Items listed in a dataset:
__________________________________________________

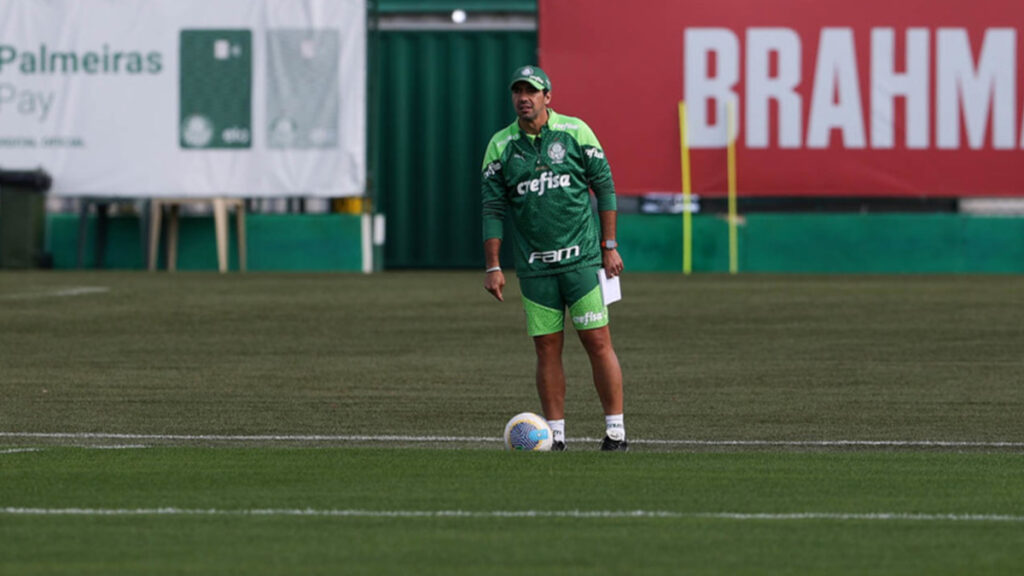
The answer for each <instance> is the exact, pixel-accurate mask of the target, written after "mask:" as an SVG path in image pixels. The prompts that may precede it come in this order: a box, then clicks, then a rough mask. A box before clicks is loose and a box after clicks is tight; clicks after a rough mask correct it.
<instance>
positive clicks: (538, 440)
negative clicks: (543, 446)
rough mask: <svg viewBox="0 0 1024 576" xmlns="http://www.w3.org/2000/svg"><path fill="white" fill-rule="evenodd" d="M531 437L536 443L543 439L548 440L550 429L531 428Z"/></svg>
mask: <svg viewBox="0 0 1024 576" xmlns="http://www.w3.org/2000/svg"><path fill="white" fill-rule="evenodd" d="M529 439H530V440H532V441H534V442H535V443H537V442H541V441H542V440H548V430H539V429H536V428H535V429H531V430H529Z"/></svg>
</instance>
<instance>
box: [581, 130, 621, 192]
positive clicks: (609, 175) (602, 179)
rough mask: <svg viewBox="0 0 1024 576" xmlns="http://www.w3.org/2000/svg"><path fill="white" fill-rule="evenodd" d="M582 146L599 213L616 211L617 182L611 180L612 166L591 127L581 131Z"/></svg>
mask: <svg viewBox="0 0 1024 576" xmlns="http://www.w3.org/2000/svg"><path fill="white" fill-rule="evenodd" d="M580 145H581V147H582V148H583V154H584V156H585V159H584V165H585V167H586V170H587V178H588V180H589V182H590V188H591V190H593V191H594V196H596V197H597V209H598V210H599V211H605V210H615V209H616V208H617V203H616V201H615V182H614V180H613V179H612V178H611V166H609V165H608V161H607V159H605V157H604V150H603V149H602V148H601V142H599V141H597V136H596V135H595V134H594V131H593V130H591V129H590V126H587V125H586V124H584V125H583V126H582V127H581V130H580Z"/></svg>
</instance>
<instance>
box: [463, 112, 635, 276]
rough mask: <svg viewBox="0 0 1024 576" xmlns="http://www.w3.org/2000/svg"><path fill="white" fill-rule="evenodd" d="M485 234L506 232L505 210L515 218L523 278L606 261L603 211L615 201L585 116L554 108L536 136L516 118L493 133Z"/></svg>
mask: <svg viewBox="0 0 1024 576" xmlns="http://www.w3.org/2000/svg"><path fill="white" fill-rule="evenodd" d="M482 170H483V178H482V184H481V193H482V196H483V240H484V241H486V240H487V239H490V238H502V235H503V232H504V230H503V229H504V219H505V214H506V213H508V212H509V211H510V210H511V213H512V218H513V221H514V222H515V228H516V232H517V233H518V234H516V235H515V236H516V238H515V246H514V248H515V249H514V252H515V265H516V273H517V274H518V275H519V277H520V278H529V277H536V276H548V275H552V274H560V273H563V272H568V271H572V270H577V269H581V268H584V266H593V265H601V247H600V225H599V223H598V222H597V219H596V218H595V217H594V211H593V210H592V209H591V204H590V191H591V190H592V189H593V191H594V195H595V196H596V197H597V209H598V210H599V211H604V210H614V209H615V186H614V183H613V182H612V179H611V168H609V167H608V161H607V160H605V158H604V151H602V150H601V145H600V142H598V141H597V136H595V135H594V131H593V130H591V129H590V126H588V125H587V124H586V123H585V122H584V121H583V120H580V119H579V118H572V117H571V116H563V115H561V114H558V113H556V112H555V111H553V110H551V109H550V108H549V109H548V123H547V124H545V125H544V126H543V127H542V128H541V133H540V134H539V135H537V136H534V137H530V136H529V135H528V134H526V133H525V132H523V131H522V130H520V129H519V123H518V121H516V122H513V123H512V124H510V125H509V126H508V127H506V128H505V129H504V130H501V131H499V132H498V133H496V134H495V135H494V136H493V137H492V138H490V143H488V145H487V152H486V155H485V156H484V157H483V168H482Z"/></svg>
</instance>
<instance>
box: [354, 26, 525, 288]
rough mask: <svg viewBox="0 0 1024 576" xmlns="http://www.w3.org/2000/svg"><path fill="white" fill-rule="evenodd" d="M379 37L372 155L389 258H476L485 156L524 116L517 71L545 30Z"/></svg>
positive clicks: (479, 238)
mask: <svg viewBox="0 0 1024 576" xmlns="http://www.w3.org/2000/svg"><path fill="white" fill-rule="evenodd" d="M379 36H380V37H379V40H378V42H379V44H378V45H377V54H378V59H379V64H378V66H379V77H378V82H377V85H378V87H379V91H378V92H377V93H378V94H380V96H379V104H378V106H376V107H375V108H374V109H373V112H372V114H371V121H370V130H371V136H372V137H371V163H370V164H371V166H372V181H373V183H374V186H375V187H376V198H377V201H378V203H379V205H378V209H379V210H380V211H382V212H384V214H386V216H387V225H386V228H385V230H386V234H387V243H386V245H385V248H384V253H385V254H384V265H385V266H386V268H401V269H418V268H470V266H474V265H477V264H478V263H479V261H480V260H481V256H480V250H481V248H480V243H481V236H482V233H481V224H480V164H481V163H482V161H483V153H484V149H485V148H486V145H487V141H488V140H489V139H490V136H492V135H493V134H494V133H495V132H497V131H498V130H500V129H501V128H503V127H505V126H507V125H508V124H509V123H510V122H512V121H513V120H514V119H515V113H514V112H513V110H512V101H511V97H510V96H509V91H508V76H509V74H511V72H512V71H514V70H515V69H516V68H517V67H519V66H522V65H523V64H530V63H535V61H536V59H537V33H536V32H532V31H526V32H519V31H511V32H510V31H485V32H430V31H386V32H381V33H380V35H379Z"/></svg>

__________________________________________________

**EXERCISE GOAL**:
What is wanted is a word-for-word restatement of the entries, without their images.

**EXERCISE OUTPUT**:
The answer for each <instance> is the exact, pixel-accurate mask of the target, written after "mask:" as an SVG path in image pixels. The prompts that may precede it come in this order: a box, then clicks, then a rough mask. A box before clicks is loose and a box after clicks is tight; clicks after a rough mask correct it.
<instance>
positive clicks: (538, 440)
negative clicks: (543, 446)
rough mask: <svg viewBox="0 0 1024 576" xmlns="http://www.w3.org/2000/svg"><path fill="white" fill-rule="evenodd" d="M531 437L536 443L543 439L548 440L550 429L531 428Z"/></svg>
mask: <svg viewBox="0 0 1024 576" xmlns="http://www.w3.org/2000/svg"><path fill="white" fill-rule="evenodd" d="M529 439H530V440H532V441H534V442H535V443H537V442H541V441H542V440H548V430H539V429H536V428H535V429H531V430H529Z"/></svg>
</instance>
<instance>
box: [581, 130, 621, 192]
positive clicks: (609, 175) (602, 179)
rough mask: <svg viewBox="0 0 1024 576" xmlns="http://www.w3.org/2000/svg"><path fill="white" fill-rule="evenodd" d="M582 146L599 213L616 211L617 182L611 180L612 166L591 127L581 131Z"/></svg>
mask: <svg viewBox="0 0 1024 576" xmlns="http://www.w3.org/2000/svg"><path fill="white" fill-rule="evenodd" d="M580 145H581V147H582V148H583V154H584V156H585V159H584V165H585V167H586V170H587V178H588V180H589V182H590V188H591V190H593V191H594V196H596V197H597V209H598V210H599V211H605V210H615V209H616V208H617V203H616V201H615V182H614V180H613V179H612V178H611V166H609V165H608V161H607V159H605V157H604V150H603V149H602V148H601V142H599V141H597V136H596V135H595V134H594V131H593V130H591V129H590V126H587V125H586V124H584V125H583V126H582V127H581V130H580Z"/></svg>
</instance>
<instance>
box: [463, 112, 635, 276]
rough mask: <svg viewBox="0 0 1024 576" xmlns="http://www.w3.org/2000/svg"><path fill="white" fill-rule="evenodd" d="M485 234L506 232L505 210L515 218L523 278L606 261L603 211L615 201L585 116L554 108L536 136L516 118L493 133Z"/></svg>
mask: <svg viewBox="0 0 1024 576" xmlns="http://www.w3.org/2000/svg"><path fill="white" fill-rule="evenodd" d="M482 170H483V178H482V184H481V193H482V196H483V240H484V241H486V240H487V239H490V238H502V235H503V232H504V230H503V229H504V219H505V214H506V213H508V212H509V211H510V210H511V213H512V218H513V221H514V222H515V228H516V232H517V233H518V234H516V235H515V236H516V238H515V246H514V248H515V249H514V252H515V265H516V273H517V274H518V275H519V277H520V278H529V277H536V276H548V275H552V274H560V273H563V272H568V271H572V270H577V269H581V268H584V266H593V265H601V247H600V225H599V223H598V222H597V219H596V218H595V217H594V211H593V210H592V209H591V204H590V191H591V190H592V189H593V191H594V195H595V196H596V197H597V209H598V210H599V211H604V210H614V209H615V186H614V183H613V182H612V179H611V168H609V167H608V161H607V160H605V158H604V151H602V150H601V145H600V142H598V141H597V136H595V135H594V131H593V130H591V129H590V126H588V125H587V124H586V123H585V122H584V121H583V120H580V119H579V118H572V117H571V116H563V115H561V114H558V113H556V112H555V111H553V110H551V109H550V108H549V109H548V123H547V124H545V125H544V126H543V127H542V128H541V133H540V134H539V135H537V136H534V137H530V136H529V135H528V134H526V133H525V132H523V131H522V130H520V129H519V123H518V121H516V122H513V123H512V124H510V125H509V126H508V127H506V128H505V129H504V130H501V131H499V132H498V133H496V134H495V135H494V136H493V137H492V138H490V143H488V145H487V152H486V155H485V156H484V157H483V168H482Z"/></svg>
</instance>
<instance>
box: [354, 26, 525, 288]
rough mask: <svg viewBox="0 0 1024 576" xmlns="http://www.w3.org/2000/svg"><path fill="white" fill-rule="evenodd" d="M379 37L372 155L389 258H476L485 156L524 116L517 71L545 30Z"/></svg>
positive clicks: (479, 238)
mask: <svg viewBox="0 0 1024 576" xmlns="http://www.w3.org/2000/svg"><path fill="white" fill-rule="evenodd" d="M379 36H380V37H379V40H378V42H379V44H378V45H377V54H378V59H379V64H378V66H379V77H378V82H377V85H378V87H379V91H378V92H377V93H378V94H380V96H379V104H378V106H376V107H375V108H374V109H373V112H372V114H371V121H370V130H371V136H372V137H371V163H370V164H371V166H372V181H373V183H374V186H375V187H376V198H377V201H378V203H379V205H378V209H379V210H380V211H382V212H384V214H386V216H387V225H386V228H385V230H386V234H387V243H386V245H385V248H384V253H385V254H384V265H385V266H386V268H401V269H418V268H470V266H474V265H477V264H478V263H479V261H480V260H481V256H480V250H481V248H480V243H481V236H482V233H481V224H480V164H481V163H482V161H483V153H484V149H485V148H486V145H487V141H488V140H489V139H490V136H492V135H493V134H494V133H495V132H497V131H498V130H500V129H501V128H503V127H505V126H507V125H508V124H509V123H510V122H512V121H513V120H514V119H515V113H514V112H513V110H512V101H511V97H510V96H509V91H508V76H509V74H511V72H512V71H514V70H515V69H516V68H517V67H519V66H522V65H523V64H530V63H535V61H536V59H537V33H536V32H532V31H526V32H519V31H511V32H510V31H485V32H430V31H386V32H381V33H380V35H379Z"/></svg>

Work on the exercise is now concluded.